--- Document section ---

Equality to achieve decoupling at frequency ω_x. This is similar to optimization I but is parameterized with respect to θ. However, it must be said that in optimization II, adding this may reduce the achievable bandwidth;

(f)

Lower (LB) and upper (UB) bounds on the design parameters.

$$\begin{array}{l}\mathrm{maximize}\hspace{1em}\left[\begin{array}{ccc}{0}_{1x12}& 1& 1\end{array}\right]\mathsf{\theta }\\ \mathrm{subject} \mathrm{to}:\hspace{1em}\\ (a)\{\begin{array}{l}\left[\begin{array}{ccc}\cos {\mathsf{\beta }}_i·\Im \left({\Psi }_{iz}(j{\mathsf{\omega }}_k)\right)+\sin {\mathsf{\beta }}_i·\Re \left({\Psi }_{iz}(j{\mathsf{\omega }}_k)\right)& 0& 0\end{array}\right]\mathsf{\theta }\le -1\hspace{1em} \forall {\mathsf{\omega }}_k\le {\mathsf{\omega }}_{xi},\forall i,\forall z=a,b\\ \left[\begin{array}{ccc}\cos {\mathsf{\beta }}_i·\Im \left({\Psi }_{iz}(j{\mathsf{\omega }}_k)\right)+\sin {\mathsf{\beta }}_i·\Re \left({\Psi }_{iz}(j{\mathsf{\omega }}_k)\right)& 0& 0\end{array}\right]\mathsf{\theta }>-1\hspace{1em} \forall {\mathsf{\omega }}_k>{\mathsf{\omega }}_{xi},\forall i,\forall z=a,b\end{array}\\ (b)\{\begin{array}{l}\left[\begin{array}{ccc}\cot {\mathsf{\alpha }}_1·\Im \left({\Psi }_{1z}(j{\mathsf{\omega }}_k)\right)-\Re \left({\Psi }_{iz}(j{\mathsf{\omega }}_k)\right)& 1& 0\end{array}\right]\mathsf{\theta }\le 1\hspace{1em} \forall {\mathsf{\omega }}_k>{\mathsf{\omega }}_{x1},\forall z=a,b\\ \left[\begin{array}{ccc}\cot {\mathsf{\alpha }}_2·\Im \left({\Psi }_{2z}(j{\mathsf{\omega }}_k)\right)-\Re \left({\Psi }_{2z}(j{\mathsf{\omega }}_k)\right)& 0& 1\end{array}\right]\mathsf{\theta }\le 1\hspace{1em}\forall {\mathsf{\omega }}_k>{\mathsf{\omega }}_{x2},\forall z=a,b\end{array}\\ (c) \left[\begin{array}{ccc}\cot {\mathsf{\alpha }}_i·\Im \left({\Lambda }_{ii}(j{\mathsf{\omega }}_k)\right)-\Re \left({\Lambda }_{ii}(j{\mathsf{\omega }}_k)\right)& 0& 0\end{array}\right]\mathsf{\theta }\le 0.8\hspace{1em} \forall {\mathsf{\omega }}_k,\forall i\\ (d)\{\begin{array}{c}\left[\begin{array}{cccc}\begin{array}{ccc}{0}_{1\times 3}& 0& sign(k_{12})·g_{11}(0)\end{array}& 0& 0_{1\times 3}& \begin{array}{ccc}0& sign(k_{22})·g_{12}(0)& \begin{array}{ccc}0& 0& 0\end{array}\end{array}\end{array}\right]\mathsf{\theta }=0\\ \left[\begin{array}{cccc}\begin{array}{ccc}0& sign(k_{11})·g_{21}(0)& 0\end{array}& 0_{1\times 3}& \begin{array}{ccc}0& sign(k_{21})·g_{22}(0)& 0\end{array}& \begin{array}{ccc}{0}_{1\times 3}& 0& 0\end{array}\end{array}\right]\mathsf{\theta }=0\end{array}\\ (e) \left[\begin{array}{ccc}{\Lambda }_{ij}(j{\mathsf{\omega }}_{xj})& 0& 0\end{array}\right]\mathsf{\theta }=0\hspace{1em}\forall j,\forall i\ne j\\ (f) LB\le \mathsf{\theta }\le UB\end{array}$$

(23)

---

Problems to solve:
A. In the listing below, find every line that contains the string "clicks" and copy each of those lines.
B. Continue the passage on the parameter optimization problem, beginning directly after the point where it ends.

--- Provided records ---

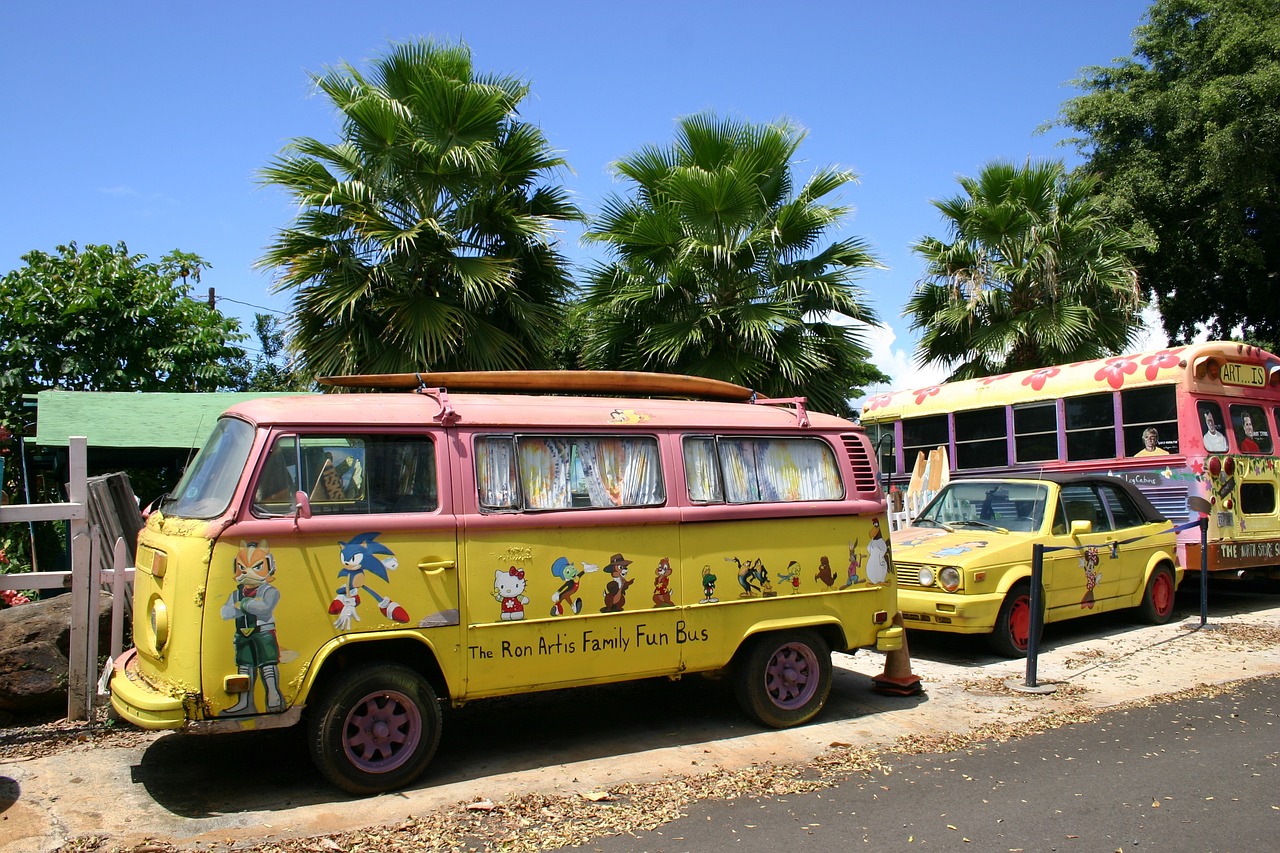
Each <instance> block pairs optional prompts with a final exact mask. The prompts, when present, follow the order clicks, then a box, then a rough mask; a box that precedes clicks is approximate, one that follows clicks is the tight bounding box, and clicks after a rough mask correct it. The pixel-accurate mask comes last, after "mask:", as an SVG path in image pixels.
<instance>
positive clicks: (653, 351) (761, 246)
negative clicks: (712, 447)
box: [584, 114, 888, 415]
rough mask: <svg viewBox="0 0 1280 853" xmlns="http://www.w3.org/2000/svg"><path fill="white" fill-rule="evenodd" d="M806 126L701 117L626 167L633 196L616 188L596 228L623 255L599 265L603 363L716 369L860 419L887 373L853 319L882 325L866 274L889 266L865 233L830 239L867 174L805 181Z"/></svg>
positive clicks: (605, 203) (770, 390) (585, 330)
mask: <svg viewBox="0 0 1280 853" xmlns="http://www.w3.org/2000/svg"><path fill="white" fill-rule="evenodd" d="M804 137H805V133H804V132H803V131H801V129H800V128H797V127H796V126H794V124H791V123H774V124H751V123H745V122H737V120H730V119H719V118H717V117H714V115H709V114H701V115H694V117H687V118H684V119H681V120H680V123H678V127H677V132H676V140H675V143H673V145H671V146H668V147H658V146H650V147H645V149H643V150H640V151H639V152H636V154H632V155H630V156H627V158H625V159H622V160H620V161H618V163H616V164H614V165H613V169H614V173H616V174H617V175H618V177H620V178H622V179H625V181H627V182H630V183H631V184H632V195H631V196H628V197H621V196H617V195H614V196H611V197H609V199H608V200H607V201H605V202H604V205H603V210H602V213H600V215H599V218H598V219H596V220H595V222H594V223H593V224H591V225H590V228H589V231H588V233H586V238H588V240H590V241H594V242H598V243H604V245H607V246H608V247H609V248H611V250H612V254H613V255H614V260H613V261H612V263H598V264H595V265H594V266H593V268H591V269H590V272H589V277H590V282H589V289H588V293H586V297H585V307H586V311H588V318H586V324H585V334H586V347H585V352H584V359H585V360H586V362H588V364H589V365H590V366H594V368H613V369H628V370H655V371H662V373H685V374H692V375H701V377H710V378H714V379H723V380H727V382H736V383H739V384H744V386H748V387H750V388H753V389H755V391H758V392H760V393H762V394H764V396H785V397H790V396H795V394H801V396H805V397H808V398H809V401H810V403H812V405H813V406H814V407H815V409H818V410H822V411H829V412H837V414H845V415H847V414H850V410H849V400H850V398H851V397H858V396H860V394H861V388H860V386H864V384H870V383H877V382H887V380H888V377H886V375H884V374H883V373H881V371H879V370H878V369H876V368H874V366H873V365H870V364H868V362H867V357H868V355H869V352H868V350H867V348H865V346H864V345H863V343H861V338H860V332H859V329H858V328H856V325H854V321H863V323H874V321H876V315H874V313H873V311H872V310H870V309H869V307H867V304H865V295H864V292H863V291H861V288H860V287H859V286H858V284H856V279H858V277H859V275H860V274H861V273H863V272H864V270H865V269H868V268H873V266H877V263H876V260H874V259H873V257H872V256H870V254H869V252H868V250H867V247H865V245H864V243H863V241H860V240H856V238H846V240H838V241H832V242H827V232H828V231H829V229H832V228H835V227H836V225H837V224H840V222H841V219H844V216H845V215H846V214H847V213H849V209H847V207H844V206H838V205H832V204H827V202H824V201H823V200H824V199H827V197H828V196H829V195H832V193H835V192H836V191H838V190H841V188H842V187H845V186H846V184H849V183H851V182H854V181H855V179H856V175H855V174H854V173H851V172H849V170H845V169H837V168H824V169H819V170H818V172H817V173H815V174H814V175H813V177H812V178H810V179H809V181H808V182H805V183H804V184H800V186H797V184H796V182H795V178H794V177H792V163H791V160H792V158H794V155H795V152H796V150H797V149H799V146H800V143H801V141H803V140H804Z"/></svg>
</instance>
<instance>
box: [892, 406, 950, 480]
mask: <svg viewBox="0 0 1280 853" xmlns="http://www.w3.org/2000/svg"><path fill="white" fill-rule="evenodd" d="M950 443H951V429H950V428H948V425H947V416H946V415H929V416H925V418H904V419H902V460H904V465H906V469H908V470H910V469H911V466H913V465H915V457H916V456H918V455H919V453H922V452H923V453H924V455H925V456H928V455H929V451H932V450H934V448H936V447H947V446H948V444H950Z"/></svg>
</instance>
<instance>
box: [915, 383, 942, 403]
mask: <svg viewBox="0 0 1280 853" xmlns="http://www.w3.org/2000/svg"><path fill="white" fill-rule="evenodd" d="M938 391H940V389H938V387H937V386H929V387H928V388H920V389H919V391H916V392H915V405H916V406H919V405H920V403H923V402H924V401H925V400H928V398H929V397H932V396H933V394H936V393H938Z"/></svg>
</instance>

---

Answers for each item:
A.
Each <instance> block pairs optional prompts with a final exact mask. The prompts, when present, follow the order clicks, then a box, then a rough mask; a box that precedes clicks is approximate, one that follows clicks is the tight bounding box, and clicks after a rough mask correct it. The pixel-accurate mask comes last, after "mask:", as an SVG path in image pixels.
positive clicks: (653, 351) (761, 246)
negative clicks: (712, 447)
positive clicks: (605, 203) (770, 390) (585, 330)

B.
3.3. Iterative Algorithm

The optimizations proposed in the previous section are jointly performed for the ELTFs of the multivariable system to calculate the total PID parameter vector ρ. Because in some constraints some open-loop functions l_ij(s) are assumed to be known, an initial control matrix is required to calculate the open-loop matrix L(s). When the new control matrix K(s) is obtained after optimization, it is necessary to recalculate the matrix L(s), since it will have changed and recheck whether the design specifications are met. If not, iteration is necessary. Therefore, the proposed design method is iterative, and the input data are the process transfer matrix G(s), the design specifications, and an initial control matrix K⁰(s). As the output, it provides the resultant multivariable PID control.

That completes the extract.